Return each line below holding the string "gravel".
Extracted data section start
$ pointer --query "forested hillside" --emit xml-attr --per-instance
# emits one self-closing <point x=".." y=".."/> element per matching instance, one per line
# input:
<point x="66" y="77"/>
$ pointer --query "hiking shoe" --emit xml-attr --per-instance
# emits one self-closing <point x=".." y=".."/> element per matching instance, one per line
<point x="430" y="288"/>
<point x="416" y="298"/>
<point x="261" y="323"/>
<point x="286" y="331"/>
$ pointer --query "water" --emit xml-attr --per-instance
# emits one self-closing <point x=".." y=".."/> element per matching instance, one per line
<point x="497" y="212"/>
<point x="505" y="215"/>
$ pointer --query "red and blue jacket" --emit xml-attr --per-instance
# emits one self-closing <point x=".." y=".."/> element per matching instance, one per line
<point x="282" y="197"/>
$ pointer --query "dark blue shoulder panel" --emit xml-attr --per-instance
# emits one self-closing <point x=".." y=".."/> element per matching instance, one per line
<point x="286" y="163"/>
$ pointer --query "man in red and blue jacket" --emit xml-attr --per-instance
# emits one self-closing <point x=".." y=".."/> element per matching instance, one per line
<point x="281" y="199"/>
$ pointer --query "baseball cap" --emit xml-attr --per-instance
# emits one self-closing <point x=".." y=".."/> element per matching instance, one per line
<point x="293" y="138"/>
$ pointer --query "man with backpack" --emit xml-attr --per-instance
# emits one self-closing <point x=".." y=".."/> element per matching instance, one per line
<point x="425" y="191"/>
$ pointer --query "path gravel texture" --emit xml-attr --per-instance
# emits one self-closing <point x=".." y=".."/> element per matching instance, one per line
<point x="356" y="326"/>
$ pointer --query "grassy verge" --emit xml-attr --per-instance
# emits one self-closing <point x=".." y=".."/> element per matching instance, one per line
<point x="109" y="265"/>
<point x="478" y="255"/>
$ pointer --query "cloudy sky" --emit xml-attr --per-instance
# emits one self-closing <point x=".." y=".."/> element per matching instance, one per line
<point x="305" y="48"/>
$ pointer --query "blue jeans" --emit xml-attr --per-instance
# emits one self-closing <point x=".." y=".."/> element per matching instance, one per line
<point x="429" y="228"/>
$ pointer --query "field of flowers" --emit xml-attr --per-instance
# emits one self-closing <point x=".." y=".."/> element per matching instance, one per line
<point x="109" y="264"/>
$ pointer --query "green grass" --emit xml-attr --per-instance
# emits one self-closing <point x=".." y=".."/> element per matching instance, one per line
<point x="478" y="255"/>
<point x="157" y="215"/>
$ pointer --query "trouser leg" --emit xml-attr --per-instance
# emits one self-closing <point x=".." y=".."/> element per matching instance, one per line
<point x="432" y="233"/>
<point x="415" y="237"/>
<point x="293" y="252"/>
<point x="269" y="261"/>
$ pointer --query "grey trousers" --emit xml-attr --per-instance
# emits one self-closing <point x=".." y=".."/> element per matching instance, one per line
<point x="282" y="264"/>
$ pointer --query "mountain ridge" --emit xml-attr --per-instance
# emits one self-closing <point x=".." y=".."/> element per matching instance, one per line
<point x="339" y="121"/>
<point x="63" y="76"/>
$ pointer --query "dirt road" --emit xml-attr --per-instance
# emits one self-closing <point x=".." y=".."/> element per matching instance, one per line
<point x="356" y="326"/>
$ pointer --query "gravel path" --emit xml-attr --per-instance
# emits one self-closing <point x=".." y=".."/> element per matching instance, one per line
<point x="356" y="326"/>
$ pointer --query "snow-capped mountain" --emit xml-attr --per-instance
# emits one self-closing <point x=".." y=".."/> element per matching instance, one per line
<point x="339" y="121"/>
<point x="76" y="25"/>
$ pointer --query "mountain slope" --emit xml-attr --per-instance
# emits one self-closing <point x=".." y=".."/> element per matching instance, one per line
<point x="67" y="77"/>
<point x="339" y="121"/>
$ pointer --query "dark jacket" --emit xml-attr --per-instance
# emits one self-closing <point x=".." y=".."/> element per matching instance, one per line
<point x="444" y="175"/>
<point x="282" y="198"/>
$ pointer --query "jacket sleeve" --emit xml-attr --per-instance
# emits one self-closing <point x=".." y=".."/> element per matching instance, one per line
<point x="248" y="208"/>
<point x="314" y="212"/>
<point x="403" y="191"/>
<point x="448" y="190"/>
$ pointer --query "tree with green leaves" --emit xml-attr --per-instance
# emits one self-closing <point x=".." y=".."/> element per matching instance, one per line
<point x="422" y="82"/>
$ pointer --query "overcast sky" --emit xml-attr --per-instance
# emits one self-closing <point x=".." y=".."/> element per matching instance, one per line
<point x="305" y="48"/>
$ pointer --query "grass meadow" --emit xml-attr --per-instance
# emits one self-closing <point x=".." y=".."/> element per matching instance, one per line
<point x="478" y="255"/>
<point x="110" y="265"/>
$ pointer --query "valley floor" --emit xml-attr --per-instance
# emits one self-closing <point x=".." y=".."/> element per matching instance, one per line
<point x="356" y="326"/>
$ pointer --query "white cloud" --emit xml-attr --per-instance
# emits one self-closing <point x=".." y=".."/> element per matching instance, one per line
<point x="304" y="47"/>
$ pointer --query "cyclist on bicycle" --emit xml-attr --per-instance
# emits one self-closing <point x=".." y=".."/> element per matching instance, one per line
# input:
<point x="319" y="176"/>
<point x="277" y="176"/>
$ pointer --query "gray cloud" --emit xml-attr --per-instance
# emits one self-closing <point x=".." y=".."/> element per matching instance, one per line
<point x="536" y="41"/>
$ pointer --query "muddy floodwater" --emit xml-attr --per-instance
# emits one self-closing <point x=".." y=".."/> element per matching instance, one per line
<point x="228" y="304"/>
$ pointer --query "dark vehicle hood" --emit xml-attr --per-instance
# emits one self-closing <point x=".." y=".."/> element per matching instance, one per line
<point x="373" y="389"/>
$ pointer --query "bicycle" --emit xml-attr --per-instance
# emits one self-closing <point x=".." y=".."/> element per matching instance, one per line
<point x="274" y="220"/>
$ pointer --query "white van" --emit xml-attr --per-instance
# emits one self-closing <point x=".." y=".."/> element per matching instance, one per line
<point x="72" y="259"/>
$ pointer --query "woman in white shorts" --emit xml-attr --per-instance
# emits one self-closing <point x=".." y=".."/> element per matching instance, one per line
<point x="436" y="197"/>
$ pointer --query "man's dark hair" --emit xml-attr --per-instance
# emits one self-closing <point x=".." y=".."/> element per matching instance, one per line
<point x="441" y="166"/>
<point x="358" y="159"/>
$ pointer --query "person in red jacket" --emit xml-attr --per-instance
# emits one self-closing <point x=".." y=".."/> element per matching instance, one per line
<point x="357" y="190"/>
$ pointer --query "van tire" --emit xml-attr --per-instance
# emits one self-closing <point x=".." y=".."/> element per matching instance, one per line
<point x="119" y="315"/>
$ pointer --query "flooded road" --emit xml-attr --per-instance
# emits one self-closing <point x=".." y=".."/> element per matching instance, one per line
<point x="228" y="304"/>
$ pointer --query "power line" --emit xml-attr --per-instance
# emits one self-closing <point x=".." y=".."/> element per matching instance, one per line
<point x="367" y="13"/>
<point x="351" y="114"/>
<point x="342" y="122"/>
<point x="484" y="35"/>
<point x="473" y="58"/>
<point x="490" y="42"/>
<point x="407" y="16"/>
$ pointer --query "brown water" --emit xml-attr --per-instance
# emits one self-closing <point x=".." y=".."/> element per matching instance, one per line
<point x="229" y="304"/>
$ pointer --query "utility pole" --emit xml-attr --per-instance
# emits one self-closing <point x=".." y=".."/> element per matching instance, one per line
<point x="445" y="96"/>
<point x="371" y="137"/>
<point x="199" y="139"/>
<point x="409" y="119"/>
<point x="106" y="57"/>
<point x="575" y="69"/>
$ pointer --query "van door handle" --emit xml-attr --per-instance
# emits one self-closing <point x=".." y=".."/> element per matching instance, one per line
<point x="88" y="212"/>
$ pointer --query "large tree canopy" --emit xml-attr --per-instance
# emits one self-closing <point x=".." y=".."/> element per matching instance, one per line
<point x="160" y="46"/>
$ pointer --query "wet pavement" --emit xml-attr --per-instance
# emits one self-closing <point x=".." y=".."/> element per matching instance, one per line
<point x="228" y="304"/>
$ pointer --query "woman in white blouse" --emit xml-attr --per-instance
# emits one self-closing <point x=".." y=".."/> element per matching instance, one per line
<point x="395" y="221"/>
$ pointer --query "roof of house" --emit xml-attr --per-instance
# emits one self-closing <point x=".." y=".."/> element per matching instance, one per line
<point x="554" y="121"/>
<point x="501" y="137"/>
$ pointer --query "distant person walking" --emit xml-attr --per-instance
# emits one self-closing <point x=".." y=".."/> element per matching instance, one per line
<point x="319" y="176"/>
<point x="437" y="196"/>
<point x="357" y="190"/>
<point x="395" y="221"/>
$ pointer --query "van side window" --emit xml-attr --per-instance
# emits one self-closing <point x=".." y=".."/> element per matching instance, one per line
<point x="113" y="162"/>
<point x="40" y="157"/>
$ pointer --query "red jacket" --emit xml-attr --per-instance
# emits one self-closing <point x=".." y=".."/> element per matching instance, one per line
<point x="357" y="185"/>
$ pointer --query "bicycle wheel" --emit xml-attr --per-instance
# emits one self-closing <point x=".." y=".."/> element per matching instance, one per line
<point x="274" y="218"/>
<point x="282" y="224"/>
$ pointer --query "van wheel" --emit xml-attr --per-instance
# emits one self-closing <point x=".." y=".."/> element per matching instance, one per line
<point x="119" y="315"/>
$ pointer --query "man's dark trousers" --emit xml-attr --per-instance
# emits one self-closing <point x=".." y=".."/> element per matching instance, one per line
Extracted data section end
Reply to the exercise:
$ pointer --query "path gravel texture" --emit xml-attr --per-instance
$ pointer --query "gravel path" --emit xml-attr --per-instance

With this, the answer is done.